Work task: Copy every record that follows, word for word.

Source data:
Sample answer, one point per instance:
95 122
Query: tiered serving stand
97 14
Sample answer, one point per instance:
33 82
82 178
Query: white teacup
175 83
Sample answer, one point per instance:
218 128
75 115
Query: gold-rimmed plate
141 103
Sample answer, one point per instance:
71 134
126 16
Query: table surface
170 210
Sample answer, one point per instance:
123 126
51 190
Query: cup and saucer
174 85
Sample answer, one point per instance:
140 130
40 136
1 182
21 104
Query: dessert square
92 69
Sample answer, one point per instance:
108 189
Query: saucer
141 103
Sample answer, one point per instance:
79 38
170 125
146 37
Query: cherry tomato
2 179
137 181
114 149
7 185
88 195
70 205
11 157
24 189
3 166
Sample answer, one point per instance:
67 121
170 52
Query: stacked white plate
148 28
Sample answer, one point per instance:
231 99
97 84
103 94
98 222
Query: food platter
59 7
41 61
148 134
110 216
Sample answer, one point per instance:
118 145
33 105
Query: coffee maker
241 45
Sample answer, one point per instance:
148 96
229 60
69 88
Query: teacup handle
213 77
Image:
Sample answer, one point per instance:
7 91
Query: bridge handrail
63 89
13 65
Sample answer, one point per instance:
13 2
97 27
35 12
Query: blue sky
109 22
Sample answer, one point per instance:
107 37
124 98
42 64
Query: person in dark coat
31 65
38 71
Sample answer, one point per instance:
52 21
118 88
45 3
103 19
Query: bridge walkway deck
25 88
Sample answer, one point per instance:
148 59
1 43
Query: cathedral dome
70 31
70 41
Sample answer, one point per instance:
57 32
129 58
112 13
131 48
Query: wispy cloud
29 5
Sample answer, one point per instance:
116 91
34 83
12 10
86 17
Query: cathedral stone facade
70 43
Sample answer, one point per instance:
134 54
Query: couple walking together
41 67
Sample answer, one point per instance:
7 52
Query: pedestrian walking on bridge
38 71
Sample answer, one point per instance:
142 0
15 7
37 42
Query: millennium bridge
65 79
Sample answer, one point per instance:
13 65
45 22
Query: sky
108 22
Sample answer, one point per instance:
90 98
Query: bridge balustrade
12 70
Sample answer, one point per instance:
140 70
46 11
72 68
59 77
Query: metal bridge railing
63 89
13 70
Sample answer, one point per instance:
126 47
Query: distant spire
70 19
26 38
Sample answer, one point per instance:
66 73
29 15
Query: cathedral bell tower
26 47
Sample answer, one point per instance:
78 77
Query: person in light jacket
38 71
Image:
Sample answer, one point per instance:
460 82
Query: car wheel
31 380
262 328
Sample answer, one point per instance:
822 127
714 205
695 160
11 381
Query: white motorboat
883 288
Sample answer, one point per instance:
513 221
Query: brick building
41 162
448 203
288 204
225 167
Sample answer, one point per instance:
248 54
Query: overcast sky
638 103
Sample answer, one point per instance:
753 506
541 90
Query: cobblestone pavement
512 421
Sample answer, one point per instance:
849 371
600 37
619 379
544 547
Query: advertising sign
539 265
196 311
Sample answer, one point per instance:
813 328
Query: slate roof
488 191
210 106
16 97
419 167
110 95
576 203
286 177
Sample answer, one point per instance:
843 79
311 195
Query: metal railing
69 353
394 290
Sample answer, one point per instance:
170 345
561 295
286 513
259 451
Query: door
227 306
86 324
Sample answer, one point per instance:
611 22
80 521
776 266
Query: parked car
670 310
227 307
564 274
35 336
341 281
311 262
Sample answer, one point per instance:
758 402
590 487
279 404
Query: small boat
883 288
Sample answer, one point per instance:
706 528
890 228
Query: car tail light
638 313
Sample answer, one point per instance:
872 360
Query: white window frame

Answer for the task:
Sample answer, one point per instance:
95 122
Query: tiered serving stand
97 14
Sample answer, one point per instance:
33 82
82 178
Query: white teacup
175 83
Sample answer, one point per instance:
218 128
75 115
Query: gold-rimmed plate
141 103
Sample answer, one point per instance:
71 134
126 16
Query: table surface
170 210
Sample answer, one point per instance:
123 126
51 190
Query: cup and saucer
174 85
Sample answer, one point per instance:
140 130
40 136
1 182
21 104
Query: dessert square
92 69
Sample answer, one point per instance:
108 189
Query: saucer
141 103
Sample answer, one point per instance:
79 38
170 125
146 37
Query: cherry tomato
2 179
137 181
114 149
7 185
88 195
70 205
11 157
24 189
3 166
Sample answer, one point per instance:
67 121
170 52
Query: stacked white plate
148 28
Sample answer, one point per instance:
231 99
97 84
103 94
98 222
Query: food platter
59 7
41 61
148 134
110 216
Sample answer, one point per instance:
118 145
33 105
Query: coffee maker
241 45
Sample answer, one point per instance:
148 96
229 60
69 88
Query: teacup handle
213 77
Image:
Sample answer, one point per instance:
7 91
Query: bridge handrail
63 89
13 65
Sample answer, one point per instance:
13 2
97 27
35 12
Query: blue sky
109 22
Sample answer, one point per instance:
107 37
124 98
42 64
Query: person in dark coat
31 65
38 71
Sample answer, one point per instance:
52 21
118 88
45 3
103 19
Query: bridge walkway deck
25 88
Sample answer, one point per instance:
148 59
1 43
Query: cathedral dome
70 31
70 41
Sample answer, one point per instance:
57 32
129 58
112 13
131 48
Query: wispy cloud
29 5
Sample answer, one point per instance:
116 91
34 83
12 10
86 17
Query: cathedral stone facade
70 43
Sample answer, one point per instance:
134 54
Query: couple walking together
41 67
Sample answer, one point per instance:
7 52
Query: pedestrian walking on bridge
38 71
Sample answer, one point per instance:
142 0
15 7
37 42
Query: millennium bridge
65 79
Sample answer, one point per instance:
13 65
45 22
Query: sky
108 22
Sample answer, one point per instance:
90 98
Query: bridge balustrade
12 70
Sample answer, one point per instance:
140 70
46 11
72 68
59 77
Query: metal bridge railing
63 89
13 70
Sample answer, one point per instance:
126 47
Query: distant spire
70 19
26 38
Sample answer, one point per instance:
66 73
29 15
Query: cathedral bell tower
26 47
Sample answer, one point per instance:
78 77
Query: person in light jacket
38 71
Image:
Sample answer, one point per instance:
460 82
Query: car wheel
31 380
262 328
Sample answer, one point per instance:
822 127
714 205
695 160
11 381
Query: white motorboat
883 288
Sample answer, one point per instance:
513 221
Query: brick building
41 162
448 203
288 204
225 167
Sample answer, one point per instance:
248 54
Query: overcast sky
638 103
Sample answer, one point per instance:
753 506
541 90
Query: cobblestone pavement
512 421
Sample answer, one point per instance:
849 371
600 37
619 379
544 547
Query: advertising sign
539 265
196 311
Sample answer, one point per instance:
813 328
Query: slate roof
488 191
210 106
16 97
419 167
110 95
576 203
286 177
Sample answer, one point per instance:
843 79
311 195
Query: metal railing
69 353
394 290
Sample answer, one point per instance:
170 345
561 295
286 513
259 451
Query: door
227 306
86 324
Sample answer, one point per instance:
611 22
80 521
776 266
Query: parked car
670 310
227 307
564 274
35 336
341 281
311 262
Sample answer, one point per instance:
758 402
590 487
279 404
Query: small boat
883 288
Sample answer, one point per instance:
706 528
890 228
Query: car tail light
638 313
Sample answer, one point per instance:
872 360
Query: white window frame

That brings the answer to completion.